──────── DOCUMENT PASSAGE ────────

Shame on the Los Angeles Lakers.
What they did to Anthony Davis last night was both cruel and unethical.
It’s unthinkable that the team’s medical staff cleared an obviously injured Davis to take the court.
It was the ultimate dog-and-pony show. They paraded Davis — suffering from a strained groin — out for Game 6 of their best-of-seven, first-round series against the Phoenix Suns at Staples Center.
Facing elimination, the Lakers wanted their star out there at all costs. They desperately wanted to force a Game 7. They wanted to prove to the world that Davis was a warrior.
Heck, they wanted to do anything to help LeBron James in his never-ending quest to be considered the G.O.A.T., and better than Michael Jordan.
That’s what this was all about.
It’s a legacy quest gone wild.
The hell with Davis and his health.
Without question, the Lakers put Davis’ career in jeopardy. He could have been seriously injured, damaged long term. Remember, it wasn’t just a strained groin. Davis suffered a knee injury in the playoffs and missed 30 regular-season games with a still-healing Achilles.
It was a recipe for disaster.
And for what? This Lakers team wasn’t good enough to win another championship. Sure, the hope for the Lakers was to go back-to-back.
But this squad had no chance at that. Not only was it going to be impossible to keep both stars healthy for a long playoff run – especially after James and Davis both missed significant time during the regular season with injuries — the supporting cast was both flawed and bad.
Yet and still, it was about James’ legacy, and not Davis’ health. Davis played less than six minutes in the Lakers’ 113-100 loss. Davis was fruitless, scoring no points, corralling no rebounds. But he did lead the game with winces.
“It never really felt good, but it was my competitive nature to want to go out and help the team as much as I could,” Davis told the media after the debacle. “My body didn’t agree.”
Davis was just playing the role of good soldier. The team is supposed to protect the player from putting himself in harm’s way.
The Lakers and James both failed him big time.
If the Lakers were right and James truly cared about his boy, Davis would NOT have played a second in the Lakers’ biggest game of the season.
The risk wasn’t worth the reward.
The idea that Davis could play and further hurt himself was a scary proposition.

──────── DATA SUPPLIED ────────

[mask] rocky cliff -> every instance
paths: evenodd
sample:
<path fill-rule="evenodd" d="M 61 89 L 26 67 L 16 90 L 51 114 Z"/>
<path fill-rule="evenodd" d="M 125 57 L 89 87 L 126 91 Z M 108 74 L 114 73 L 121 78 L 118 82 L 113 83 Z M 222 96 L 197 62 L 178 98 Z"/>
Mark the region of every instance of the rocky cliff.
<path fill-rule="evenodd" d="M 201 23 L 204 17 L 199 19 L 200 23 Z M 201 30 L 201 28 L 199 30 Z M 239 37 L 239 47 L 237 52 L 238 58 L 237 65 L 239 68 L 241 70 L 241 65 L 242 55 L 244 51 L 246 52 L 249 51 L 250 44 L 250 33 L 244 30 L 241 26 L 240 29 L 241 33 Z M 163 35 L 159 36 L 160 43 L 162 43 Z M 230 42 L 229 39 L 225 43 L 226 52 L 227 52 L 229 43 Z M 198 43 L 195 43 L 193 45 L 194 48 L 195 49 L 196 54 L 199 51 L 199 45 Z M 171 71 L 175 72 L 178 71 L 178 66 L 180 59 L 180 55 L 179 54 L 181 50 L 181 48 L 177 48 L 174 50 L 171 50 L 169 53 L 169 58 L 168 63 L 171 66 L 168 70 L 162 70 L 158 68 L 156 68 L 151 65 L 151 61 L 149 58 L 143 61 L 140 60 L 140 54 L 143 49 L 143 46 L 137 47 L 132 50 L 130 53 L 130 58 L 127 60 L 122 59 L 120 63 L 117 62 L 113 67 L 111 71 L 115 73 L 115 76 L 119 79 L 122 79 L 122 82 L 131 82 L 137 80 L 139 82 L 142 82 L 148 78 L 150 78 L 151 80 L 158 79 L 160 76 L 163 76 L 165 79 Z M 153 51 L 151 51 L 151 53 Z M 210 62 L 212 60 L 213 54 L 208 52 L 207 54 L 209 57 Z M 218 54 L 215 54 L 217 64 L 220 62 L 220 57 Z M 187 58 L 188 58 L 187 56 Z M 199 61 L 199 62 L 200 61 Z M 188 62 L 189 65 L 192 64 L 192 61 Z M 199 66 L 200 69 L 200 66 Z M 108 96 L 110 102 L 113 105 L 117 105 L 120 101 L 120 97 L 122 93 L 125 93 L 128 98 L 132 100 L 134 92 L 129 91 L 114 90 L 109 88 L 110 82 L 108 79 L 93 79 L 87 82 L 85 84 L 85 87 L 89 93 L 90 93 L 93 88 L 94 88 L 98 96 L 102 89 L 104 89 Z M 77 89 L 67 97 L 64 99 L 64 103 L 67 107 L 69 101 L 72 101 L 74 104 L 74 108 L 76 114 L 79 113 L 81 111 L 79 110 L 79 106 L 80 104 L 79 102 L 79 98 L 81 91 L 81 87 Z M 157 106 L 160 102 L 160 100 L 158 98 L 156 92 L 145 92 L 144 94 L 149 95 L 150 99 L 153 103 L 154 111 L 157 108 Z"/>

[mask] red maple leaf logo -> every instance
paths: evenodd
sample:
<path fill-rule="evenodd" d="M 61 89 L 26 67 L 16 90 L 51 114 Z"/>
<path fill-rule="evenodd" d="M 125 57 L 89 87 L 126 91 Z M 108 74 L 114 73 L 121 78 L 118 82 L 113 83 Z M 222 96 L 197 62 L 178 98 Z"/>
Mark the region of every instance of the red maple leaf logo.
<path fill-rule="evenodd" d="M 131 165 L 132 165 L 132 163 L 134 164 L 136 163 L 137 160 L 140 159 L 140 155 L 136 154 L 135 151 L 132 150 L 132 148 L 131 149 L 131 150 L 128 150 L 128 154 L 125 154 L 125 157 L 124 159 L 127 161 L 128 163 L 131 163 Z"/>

────────

TASK REQUIREMENTS:
[1] List every injury the Lakers column says Davis had.
[2] Copy the Lakers column word for word between "What they did" and "at Staples Center.", inclusive.

ANSWERS PROVIDED:
[1]
- Strained groin
- Knee injury in the playoffs
- Still-healing Achilles

[2]
What they did to Anthony Davis last night was both cruel and unethical.
It’s unthinkable that the team’s medical staff cleared an obviously injured Davis to take the court.
It was the ultimate dog-and-pony show. They paraded Davis — suffering from a strained groin — out for Game 6 of their best-of-seven, first-round series against the Phoenix Suns at Staples Center.